[Stored data]

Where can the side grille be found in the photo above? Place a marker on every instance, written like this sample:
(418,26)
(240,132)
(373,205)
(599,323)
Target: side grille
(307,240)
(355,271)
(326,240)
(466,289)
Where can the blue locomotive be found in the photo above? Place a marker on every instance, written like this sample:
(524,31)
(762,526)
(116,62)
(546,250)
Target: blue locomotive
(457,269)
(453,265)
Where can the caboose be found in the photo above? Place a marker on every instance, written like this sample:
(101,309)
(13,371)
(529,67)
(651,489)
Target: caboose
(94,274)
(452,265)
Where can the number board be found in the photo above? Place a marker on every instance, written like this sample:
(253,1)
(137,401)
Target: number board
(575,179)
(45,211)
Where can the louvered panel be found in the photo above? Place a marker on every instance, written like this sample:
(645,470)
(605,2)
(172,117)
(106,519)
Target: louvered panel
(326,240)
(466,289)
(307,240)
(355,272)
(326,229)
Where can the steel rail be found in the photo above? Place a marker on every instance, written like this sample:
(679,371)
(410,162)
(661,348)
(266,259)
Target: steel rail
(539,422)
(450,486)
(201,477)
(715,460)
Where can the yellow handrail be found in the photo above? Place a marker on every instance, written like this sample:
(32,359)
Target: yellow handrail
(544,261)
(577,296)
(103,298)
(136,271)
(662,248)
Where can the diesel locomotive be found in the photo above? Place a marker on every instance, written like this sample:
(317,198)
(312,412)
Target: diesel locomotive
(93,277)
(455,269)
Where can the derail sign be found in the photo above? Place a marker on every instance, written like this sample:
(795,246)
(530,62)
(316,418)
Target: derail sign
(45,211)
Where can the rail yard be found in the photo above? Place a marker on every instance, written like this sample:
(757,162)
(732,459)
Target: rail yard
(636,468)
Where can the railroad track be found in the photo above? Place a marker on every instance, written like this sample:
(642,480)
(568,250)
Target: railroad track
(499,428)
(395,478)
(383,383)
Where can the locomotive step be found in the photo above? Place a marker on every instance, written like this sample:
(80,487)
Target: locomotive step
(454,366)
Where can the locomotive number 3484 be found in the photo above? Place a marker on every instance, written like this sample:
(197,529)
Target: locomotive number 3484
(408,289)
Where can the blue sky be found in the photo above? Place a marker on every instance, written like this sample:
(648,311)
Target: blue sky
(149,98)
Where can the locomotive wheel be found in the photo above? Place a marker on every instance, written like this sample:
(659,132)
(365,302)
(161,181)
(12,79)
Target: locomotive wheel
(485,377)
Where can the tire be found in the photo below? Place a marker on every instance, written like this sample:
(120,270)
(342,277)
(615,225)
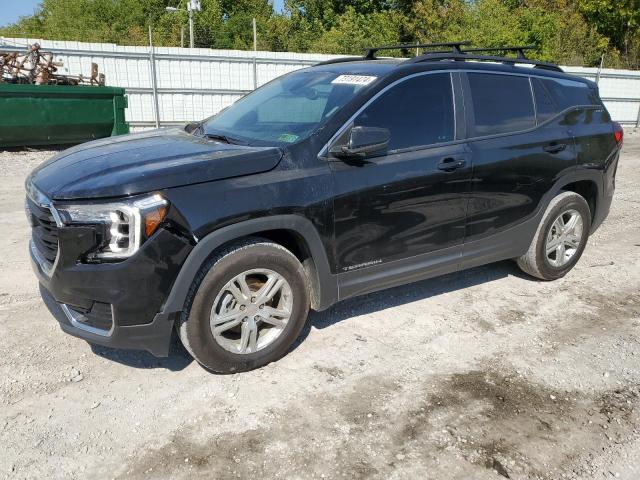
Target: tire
(217,294)
(551,266)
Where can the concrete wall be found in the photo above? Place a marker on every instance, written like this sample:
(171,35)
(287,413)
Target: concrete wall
(192,84)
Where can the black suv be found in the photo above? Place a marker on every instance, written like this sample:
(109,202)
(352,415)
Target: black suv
(340,179)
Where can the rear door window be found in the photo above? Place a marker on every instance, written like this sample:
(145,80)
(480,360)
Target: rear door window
(501,104)
(417,112)
(546,106)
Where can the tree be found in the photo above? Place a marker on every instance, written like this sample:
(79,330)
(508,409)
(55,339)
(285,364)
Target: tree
(566,31)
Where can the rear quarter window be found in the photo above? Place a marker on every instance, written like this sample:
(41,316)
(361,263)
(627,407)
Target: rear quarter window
(571,93)
(501,104)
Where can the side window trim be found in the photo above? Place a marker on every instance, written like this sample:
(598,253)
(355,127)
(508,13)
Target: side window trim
(535,104)
(324,152)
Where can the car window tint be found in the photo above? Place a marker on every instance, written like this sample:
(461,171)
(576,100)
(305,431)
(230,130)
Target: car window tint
(417,112)
(546,107)
(501,103)
(570,93)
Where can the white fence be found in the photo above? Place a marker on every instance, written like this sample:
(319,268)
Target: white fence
(191,84)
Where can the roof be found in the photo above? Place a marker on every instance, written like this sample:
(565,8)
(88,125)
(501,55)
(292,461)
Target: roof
(388,66)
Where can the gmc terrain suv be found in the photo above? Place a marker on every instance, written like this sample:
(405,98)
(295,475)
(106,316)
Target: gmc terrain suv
(348,177)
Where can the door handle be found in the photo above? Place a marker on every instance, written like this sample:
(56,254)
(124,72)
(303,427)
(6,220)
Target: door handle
(555,147)
(450,164)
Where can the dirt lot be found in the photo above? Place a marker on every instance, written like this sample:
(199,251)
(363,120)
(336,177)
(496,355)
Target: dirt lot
(477,375)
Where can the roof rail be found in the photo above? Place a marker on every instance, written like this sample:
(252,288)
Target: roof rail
(456,53)
(338,60)
(432,57)
(370,53)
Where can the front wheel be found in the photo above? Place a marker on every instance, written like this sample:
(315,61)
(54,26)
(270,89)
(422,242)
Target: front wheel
(560,239)
(246,307)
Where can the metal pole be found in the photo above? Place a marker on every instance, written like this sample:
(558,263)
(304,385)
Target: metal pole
(600,69)
(255,60)
(154,85)
(190,26)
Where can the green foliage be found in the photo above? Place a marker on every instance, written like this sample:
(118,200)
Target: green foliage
(564,31)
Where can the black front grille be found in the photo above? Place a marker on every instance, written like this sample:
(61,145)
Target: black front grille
(44,231)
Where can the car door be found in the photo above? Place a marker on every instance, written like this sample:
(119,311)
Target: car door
(409,200)
(516,156)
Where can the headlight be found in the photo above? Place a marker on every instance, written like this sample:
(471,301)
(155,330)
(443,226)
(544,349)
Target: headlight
(126,223)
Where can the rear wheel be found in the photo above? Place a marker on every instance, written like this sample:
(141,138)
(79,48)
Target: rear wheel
(246,307)
(560,239)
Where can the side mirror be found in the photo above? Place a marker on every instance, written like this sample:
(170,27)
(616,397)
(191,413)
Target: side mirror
(191,127)
(363,141)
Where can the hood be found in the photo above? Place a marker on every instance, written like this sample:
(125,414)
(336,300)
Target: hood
(145,162)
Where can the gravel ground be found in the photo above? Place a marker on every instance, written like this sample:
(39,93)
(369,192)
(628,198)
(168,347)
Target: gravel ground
(483,374)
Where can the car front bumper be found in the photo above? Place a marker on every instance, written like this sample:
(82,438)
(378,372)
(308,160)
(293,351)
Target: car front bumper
(117,305)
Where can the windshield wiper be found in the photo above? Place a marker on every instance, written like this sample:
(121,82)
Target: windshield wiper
(223,138)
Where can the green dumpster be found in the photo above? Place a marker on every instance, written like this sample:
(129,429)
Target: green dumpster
(56,114)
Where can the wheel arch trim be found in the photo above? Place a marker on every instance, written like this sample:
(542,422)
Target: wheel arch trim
(325,282)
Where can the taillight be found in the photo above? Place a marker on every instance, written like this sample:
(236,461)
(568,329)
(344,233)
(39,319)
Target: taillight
(618,133)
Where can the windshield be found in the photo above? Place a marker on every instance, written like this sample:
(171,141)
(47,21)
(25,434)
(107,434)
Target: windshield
(288,109)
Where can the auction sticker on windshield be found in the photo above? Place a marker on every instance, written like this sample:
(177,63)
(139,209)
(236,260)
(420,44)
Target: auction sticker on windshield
(354,79)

=== Exercise goal ===
Can you switch "Place a marker" to "Put a dot" everywhere in the lines above and write them out again with nothing else changed? Don't include the pictures.

=== Solution to this exercise ===
Where can the side grille be found in the photo above? Put a dot on every instance, written like this sample:
(418,26)
(240,132)
(373,205)
(599,323)
Target: side grille
(307,240)
(355,271)
(326,240)
(466,289)
Where can the blue locomotive be found in the photo above? Put a dot on every instance, written like this sample:
(524,31)
(762,526)
(116,62)
(546,250)
Target: blue locomotive
(457,269)
(453,265)
Where can the caboose be found in the photo above? Put a dot on every instance, written like this sample:
(101,309)
(13,371)
(529,67)
(651,489)
Target: caboose
(94,274)
(452,265)
Where can the number board be found in the photo above? Put a dot on every instance, written like this sample:
(253,1)
(137,401)
Target: number board
(575,179)
(45,211)
Where can the louvered panel be found in the photo above? Put a dot on every instance, written like this sample:
(645,470)
(605,2)
(172,117)
(106,519)
Target: louvered panel
(326,240)
(466,289)
(307,240)
(355,272)
(326,229)
Where can the steel rail be found in the photo above? Put a dot on every instance, written like this sample:
(679,371)
(410,162)
(661,348)
(266,259)
Target: steel rail
(539,422)
(450,486)
(201,477)
(715,460)
Where can the yellow handrail be found in the photo above? Put a dot on every instance, written like this sample:
(32,359)
Target: yellow handrail
(544,261)
(577,296)
(103,298)
(136,271)
(662,248)
Where can the diesel locomotive be found in the photo above? Put a dot on every instance, written like this sample:
(317,198)
(312,412)
Target: diesel locomotive
(93,277)
(455,269)
Where can the derail sign be found in the photo above? Put a dot on every instance, written like this sample:
(795,246)
(530,62)
(316,418)
Target: derail sign
(45,211)
Where can the rail yard be found in the photo above? Put a dot on every instance, written like this sample:
(757,162)
(732,459)
Target: rail yard
(636,468)
Where can the railroad track be found in the photo above? Put a dot on every instance, written like this sample:
(642,480)
(568,250)
Target: railroad track
(499,428)
(395,478)
(383,383)
Where can the locomotive step be found in the photo above? Put a dot on every instance, written like this sample:
(80,487)
Target: locomotive step
(454,366)
Where can the locomotive number 3484 be found in the photo above? Put a dot on every instance, written like this sample:
(197,529)
Target: locomotive number 3484
(408,289)
Where can the blue sky be found in the photo above? Put a dot on every instance, written like this sample:
(648,311)
Target: blue sky
(149,98)
Where can the locomotive wheel be found in the photo above? Put a dot on every instance, written like this sample:
(659,132)
(365,302)
(161,181)
(12,79)
Target: locomotive wheel
(485,377)
Where can the tire be found in the photo below? Put a dot on every instance, written like this sample:
(120,270)
(342,277)
(615,225)
Target: tire
(217,294)
(551,266)
Where can the concrete wall be found in the photo above? Put a dot on every instance, written like this sample:
(171,35)
(287,413)
Target: concrete wall
(192,84)
Where can the black suv be found in the photo above? Put a dot on every instance, written like this sample:
(109,202)
(352,415)
Target: black suv
(340,179)
Where can the rear door window be found in the photo above? Put a dot on every instance, written like this sample:
(145,80)
(480,360)
Target: rear door window
(501,104)
(417,112)
(546,106)
Where can the tree be found in the photo above? Put a dot on every instance, written like this sample:
(79,330)
(508,409)
(55,339)
(285,364)
Target: tree
(566,31)
Where can the rear quarter window be found in the photo above? Put a dot on every instance, written like this sample:
(41,316)
(361,263)
(627,407)
Target: rear quarter window
(571,93)
(501,104)
Where can the side window trim be found in the photo above? Put a dot on every instance, written like this sample:
(598,253)
(355,127)
(508,13)
Target: side window trim
(535,104)
(324,152)
Where can the car window tint be found in the photo above? Put a dot on every instance, written like this sample:
(461,171)
(576,100)
(305,431)
(230,130)
Target: car window tint
(417,112)
(546,107)
(501,103)
(570,93)
Where can the white fence be found in the photo above? Put a dot on every instance, written like this sample:
(319,268)
Target: white fence
(191,84)
Where can the roof be found in the photo above? Put a dot on every instance, written like this sample:
(565,8)
(88,125)
(501,55)
(292,461)
Target: roof
(388,66)
Where can the gmc terrain suv be found in the photo above? Put a dot on every instance, written like this sample:
(405,98)
(295,475)
(106,316)
Target: gmc terrain suv
(348,177)
Where can the door handle be found in the photo above? Put a dot on every instance, written like this sample:
(56,254)
(124,72)
(303,427)
(6,220)
Target: door handle
(555,147)
(450,164)
Where can the dirt lot be found in the photo above? Put a dot on every instance, written like this sample:
(199,251)
(363,120)
(336,177)
(496,355)
Target: dirt lot
(477,375)
Where can the roof rail be found in the photo above? Put a dot on every instance, written like this sample:
(252,288)
Target: roof rail
(456,53)
(338,60)
(432,57)
(370,53)
Where can the front wheel be found in the photo above? Put a dot on every instance, written like this sample:
(315,61)
(54,26)
(270,89)
(422,242)
Target: front wheel
(560,239)
(246,307)
Where can the metal pole be found in the photo above? Put a dot on every instance, written like this sample:
(558,263)
(304,385)
Target: metal pole
(600,69)
(255,60)
(154,85)
(190,26)
Where can the green foliage be found in the photo above? Put a dot on every instance, written like this sample:
(118,200)
Target: green foliage
(564,31)
Where can the black front grille be found in the photo above? Put a dot on every instance, written like this sample:
(61,145)
Target: black front grille
(44,231)
Where can the car door be found in the photo above? Put a dot on every instance, written like this sample:
(119,311)
Target: car door
(409,200)
(516,156)
Where can the headlight be found in the photo above? Put a dot on every instance, written like this sample:
(471,301)
(155,330)
(443,226)
(544,349)
Target: headlight
(126,223)
Where can the rear wheel be found in the photo above? Put a dot on every instance, written like this sample:
(141,138)
(79,48)
Target: rear wheel
(246,307)
(560,239)
Where can the side mirror be found in the photo above? Put a dot on every instance, written like this sample:
(170,27)
(616,397)
(191,413)
Target: side mirror
(191,127)
(363,141)
Where can the hood be found in the photo above? Put a dot on every instance, written like this sample:
(125,414)
(336,300)
Target: hood
(145,162)
Where can the gravel ground be found in the photo above? Put a dot on every instance, written like this sample:
(39,93)
(369,192)
(628,198)
(168,347)
Target: gravel ground
(483,374)
Where can the car front bumper be found in the photo above? Put a dot on every instance, written like this sample:
(82,438)
(378,372)
(308,160)
(293,351)
Target: car front bumper
(117,305)
Where can the windshield wiper be found in the photo above? Put a dot on every instance, written like this sample:
(121,82)
Target: windshield wiper
(223,138)
Where can the green dumpster be found in the photo above? Put a dot on every instance, written like this sample:
(129,429)
Target: green dumpster
(56,114)
Where can the wheel arch trim be found in the photo above? Put a dot on every instance, written like this sample:
(542,422)
Target: wheel arch trim
(325,282)
Where can the taillight be found in the photo above? Put a dot on every instance, written like this sample:
(236,461)
(568,329)
(344,233)
(39,319)
Target: taillight
(618,133)
Where can the windshield be found in the photo above? Put a dot on every instance, written like this sample:
(171,141)
(47,21)
(25,434)
(107,434)
Target: windshield
(288,109)
Where can the auction sticker on windshield be found in the photo above? Put a dot on every instance, written like this sample:
(177,63)
(139,209)
(236,260)
(420,44)
Target: auction sticker on windshield
(354,79)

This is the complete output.